# Aim
Copy the full listing below, requests included, and shift each point coordinate in the answers by adding 93 to it. Leave every number in the requests and their sample response shapes unchanged.
-- START Material for this task --
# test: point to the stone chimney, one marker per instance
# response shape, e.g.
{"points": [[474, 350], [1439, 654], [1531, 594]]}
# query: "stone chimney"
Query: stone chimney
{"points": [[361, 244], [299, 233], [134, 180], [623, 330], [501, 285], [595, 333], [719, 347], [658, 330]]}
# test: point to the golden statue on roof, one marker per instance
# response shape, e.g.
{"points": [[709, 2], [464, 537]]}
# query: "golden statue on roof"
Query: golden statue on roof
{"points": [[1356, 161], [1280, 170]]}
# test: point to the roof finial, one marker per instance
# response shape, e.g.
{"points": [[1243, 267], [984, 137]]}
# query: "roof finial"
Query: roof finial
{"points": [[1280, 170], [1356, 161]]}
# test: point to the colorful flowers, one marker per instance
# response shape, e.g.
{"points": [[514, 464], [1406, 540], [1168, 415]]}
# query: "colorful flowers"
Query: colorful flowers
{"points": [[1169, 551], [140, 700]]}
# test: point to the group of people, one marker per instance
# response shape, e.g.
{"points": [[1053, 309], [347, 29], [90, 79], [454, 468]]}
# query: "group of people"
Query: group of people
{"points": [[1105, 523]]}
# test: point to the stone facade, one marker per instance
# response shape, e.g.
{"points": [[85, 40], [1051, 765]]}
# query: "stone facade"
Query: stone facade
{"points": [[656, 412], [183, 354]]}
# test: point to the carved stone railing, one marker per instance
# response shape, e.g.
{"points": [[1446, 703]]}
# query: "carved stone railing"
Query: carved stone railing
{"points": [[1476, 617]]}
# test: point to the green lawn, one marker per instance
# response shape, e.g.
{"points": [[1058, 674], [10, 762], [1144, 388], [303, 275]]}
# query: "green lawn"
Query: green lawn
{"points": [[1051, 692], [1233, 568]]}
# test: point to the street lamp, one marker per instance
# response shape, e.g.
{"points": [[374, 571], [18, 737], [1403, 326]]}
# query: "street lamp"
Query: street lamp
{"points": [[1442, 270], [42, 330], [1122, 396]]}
-- END Material for this task --
# Exercise result
# test: point to the stone chimney, one marker per instance
# response shape, e.g.
{"points": [[474, 350], [1439, 654], [1531, 594]]}
# query: "stone chimney"
Query: stone chimney
{"points": [[454, 337], [392, 326], [227, 273], [716, 423], [594, 378], [688, 426], [812, 440], [751, 423]]}
# test: point to the golden statue on roof, one marker per instance
# response shape, e.g.
{"points": [[709, 2], [464, 537]]}
# query: "golden statue on roof"
Query: golden statue on roof
{"points": [[1449, 254], [1373, 263]]}
# test: point to the roof finial, one marker per instance
# response shape, e.g.
{"points": [[1243, 267], [984, 137]]}
# query: "roof finial"
Query: roof finial
{"points": [[1373, 263], [1449, 254]]}
# test: point to the colorful flowers, one marker per instance
# response shape, e.g.
{"points": [[514, 464], [1406, 540], [1168, 415]]}
# query: "colorful flowers"
Query: colorful flowers
{"points": [[1262, 644], [233, 793]]}
# test: point to the group of people, one marker per instance
# response shape, e.g.
{"points": [[1053, 309], [347, 29], [90, 79], [454, 468]]}
# query: "group of people"
Query: group of people
{"points": [[1198, 616]]}
# test: point to the stone facade, one marker per instance
# response shape, e.g.
{"points": [[85, 40], [1051, 765]]}
# query: "stone facade"
Query: stone facade
{"points": [[749, 505], [276, 447]]}
# test: point to the carved stone railing, one marker per instance
# response shape, e.g.
{"points": [[1446, 703]]}
# query: "carved stone railing"
Query: carved stone railing
{"points": [[1569, 710]]}
# test: point to the green lawn, one marker per instance
# response shape, e.g.
{"points": [[1058, 674], [10, 762], [1144, 388], [303, 275]]}
# query: "green lawn"
Query: green lawn
{"points": [[1144, 785], [1326, 661]]}
# test: point to the street lamp, one marker per instance
# response shape, e.g.
{"points": [[374, 571], [18, 737], [1403, 326]]}
# query: "street lamp"
Query: street lamp
{"points": [[1535, 363], [135, 423], [1215, 489]]}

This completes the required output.